About this exercise:
Your task is to output the listing exactly, leaving every image out.

======== Input for this task ========

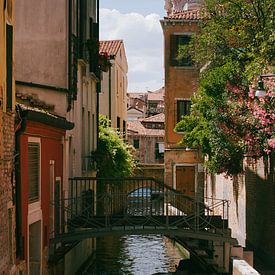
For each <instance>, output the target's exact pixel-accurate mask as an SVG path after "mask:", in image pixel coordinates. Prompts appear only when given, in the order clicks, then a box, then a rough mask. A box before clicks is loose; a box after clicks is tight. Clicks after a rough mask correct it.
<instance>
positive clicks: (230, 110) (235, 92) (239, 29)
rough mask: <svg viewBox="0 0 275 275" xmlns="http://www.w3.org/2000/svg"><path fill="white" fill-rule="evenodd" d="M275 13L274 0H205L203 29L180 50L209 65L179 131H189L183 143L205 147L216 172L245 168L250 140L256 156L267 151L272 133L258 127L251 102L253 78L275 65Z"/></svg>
mask: <svg viewBox="0 0 275 275" xmlns="http://www.w3.org/2000/svg"><path fill="white" fill-rule="evenodd" d="M273 12H274V1H272V0H252V1H243V0H232V1H227V0H206V1H205V9H204V11H203V13H204V14H205V20H203V22H202V23H201V32H200V33H199V34H197V35H194V36H193V37H192V40H191V43H190V46H189V47H188V49H187V48H186V46H185V47H182V48H181V49H180V51H179V58H180V57H181V56H184V55H185V54H186V53H191V55H192V59H193V60H194V61H195V62H196V63H197V65H198V66H200V67H203V65H205V64H207V66H206V69H205V70H204V71H203V73H202V74H201V78H200V84H199V90H198V92H197V93H196V94H195V96H194V98H193V99H192V107H191V114H190V115H189V116H186V117H184V118H183V120H182V121H181V122H179V123H178V124H177V125H176V128H175V130H176V131H179V132H183V133H184V136H183V139H182V141H181V143H182V144H185V145H187V146H190V147H200V148H201V150H202V152H203V154H204V155H205V156H206V162H205V165H206V167H207V168H208V169H209V170H210V171H211V172H213V173H226V174H228V175H233V174H237V173H239V172H241V171H242V163H243V159H244V157H245V155H246V154H248V152H249V148H248V142H247V140H251V139H253V138H254V139H255V140H256V141H257V144H256V146H255V148H257V156H261V155H264V151H263V149H261V148H264V143H266V141H267V138H268V137H269V138H270V134H269V136H268V135H267V134H265V133H263V131H259V129H260V127H259V121H257V120H256V119H255V118H254V117H253V112H250V110H249V109H248V107H247V106H251V104H250V105H249V104H248V102H249V100H250V99H249V96H248V93H249V87H251V85H253V83H252V81H253V80H254V79H255V77H256V76H257V75H259V74H261V73H263V72H265V70H266V69H267V68H268V69H269V71H270V70H271V71H272V66H273V64H274V63H273V62H274V45H273V44H274V17H273ZM268 108H269V107H268ZM265 109H267V107H265ZM251 137H252V138H251ZM254 144H255V143H254ZM250 145H251V141H250ZM255 148H254V149H255ZM259 148H260V149H259ZM250 149H251V148H250ZM255 151H256V150H254V152H255Z"/></svg>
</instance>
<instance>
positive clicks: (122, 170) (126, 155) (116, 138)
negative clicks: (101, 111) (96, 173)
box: [93, 115, 136, 177]
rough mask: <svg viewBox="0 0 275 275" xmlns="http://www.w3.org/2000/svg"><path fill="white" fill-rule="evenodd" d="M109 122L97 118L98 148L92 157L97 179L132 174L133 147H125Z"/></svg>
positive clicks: (116, 133) (133, 162) (134, 167)
mask: <svg viewBox="0 0 275 275" xmlns="http://www.w3.org/2000/svg"><path fill="white" fill-rule="evenodd" d="M109 125H110V121H109V120H108V119H107V118H106V117H105V116H103V115H100V116H99V140H98V148H97V151H96V152H95V153H93V157H94V159H95V160H96V162H97V168H98V176H99V177H124V176H129V175H131V174H132V173H133V170H134V169H135V166H136V163H135V160H134V157H133V154H132V152H133V150H134V149H133V147H132V146H129V145H127V144H126V143H125V142H124V141H123V139H122V138H121V137H120V135H119V133H117V132H116V131H115V130H114V129H113V128H111V127H110V126H109Z"/></svg>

========

Solution:
For each <instance>, output the target's exact pixel-accurate mask as an SVG path after "mask:", in image pixel coordinates. Prompts appear only when given, in the order clicks, then a box, then a rough mask. A box before clicks is loose; a box after clicks is tight. Clicks after a rough mask correct it.
<instance>
positive clicks: (230, 110) (235, 92) (239, 29)
rough mask: <svg viewBox="0 0 275 275" xmlns="http://www.w3.org/2000/svg"><path fill="white" fill-rule="evenodd" d="M275 13L274 0H205L203 29L180 50L209 65L179 131H189L183 143L205 147L216 172L245 168L250 140L256 156L267 151L272 133L258 127L251 102L253 78L275 65Z"/></svg>
mask: <svg viewBox="0 0 275 275" xmlns="http://www.w3.org/2000/svg"><path fill="white" fill-rule="evenodd" d="M273 12H274V1H272V0H252V1H243V0H232V1H227V0H206V1H205V9H204V11H203V13H204V14H205V20H203V22H202V23H201V32H200V33H199V34H197V35H194V36H193V37H192V40H191V43H190V46H189V47H188V49H187V48H186V46H185V47H182V48H181V49H180V51H179V58H180V57H181V56H184V55H185V54H186V53H191V55H192V59H193V60H194V61H195V62H196V63H197V65H198V66H200V67H203V65H205V64H207V66H206V69H205V70H204V71H203V73H202V74H201V78H200V84H199V90H198V92H197V93H196V94H195V96H194V98H193V99H192V107H191V114H190V115H189V116H186V117H184V118H183V120H182V121H181V122H179V123H178V124H177V125H176V128H175V130H176V131H179V132H183V133H184V136H183V139H182V141H181V143H182V144H185V145H187V146H190V147H200V148H201V150H202V152H203V154H204V155H205V156H206V162H205V165H206V167H207V168H208V169H209V170H210V171H211V172H213V173H226V174H228V175H233V174H237V173H239V172H241V171H242V163H243V159H244V157H245V155H246V154H248V152H249V148H248V142H247V140H251V139H253V138H254V139H255V140H256V141H257V144H256V146H255V148H257V156H261V155H264V151H263V149H261V148H264V143H266V141H267V138H268V137H269V138H270V134H269V136H268V135H267V134H265V133H263V131H259V129H260V127H259V121H257V120H256V119H255V118H254V117H253V112H250V110H249V109H248V107H247V106H251V104H250V105H249V104H248V102H249V100H250V99H249V96H248V93H249V87H251V85H253V83H252V81H253V80H254V79H255V77H256V76H257V75H259V74H261V73H263V72H265V70H266V69H267V68H268V69H269V71H270V70H271V71H272V66H273V64H274V63H273V62H274V45H273V44H274V17H273ZM268 108H269V107H268ZM265 109H267V107H265ZM251 137H252V138H251ZM254 144H255V143H254ZM250 145H251V141H250ZM255 148H254V149H255ZM259 148H260V149H259ZM250 149H251V148H250ZM255 151H256V150H254V152H255Z"/></svg>
</instance>
<instance>
positive clicks: (122, 170) (126, 155) (116, 138)
negative clicks: (101, 111) (96, 173)
box: [93, 115, 136, 177]
rough mask: <svg viewBox="0 0 275 275" xmlns="http://www.w3.org/2000/svg"><path fill="white" fill-rule="evenodd" d="M109 122L97 118L98 148L92 157L97 179L132 174L133 147H125Z"/></svg>
positive clicks: (116, 133) (133, 162) (134, 167)
mask: <svg viewBox="0 0 275 275" xmlns="http://www.w3.org/2000/svg"><path fill="white" fill-rule="evenodd" d="M109 125H110V121H109V120H108V119H107V118H106V117H105V116H103V115H100V116H99V140H98V148H97V151H96V152H95V153H93V157H94V159H95V160H96V162H97V168H98V176H99V177H124V176H129V175H131V174H132V173H133V170H134V169H135V166H136V163H135V160H134V157H133V154H132V152H133V150H134V149H133V147H132V146H129V145H127V144H126V143H125V142H124V141H123V139H122V138H121V137H120V135H119V133H117V132H116V131H115V130H114V129H113V128H111V127H110V126H109Z"/></svg>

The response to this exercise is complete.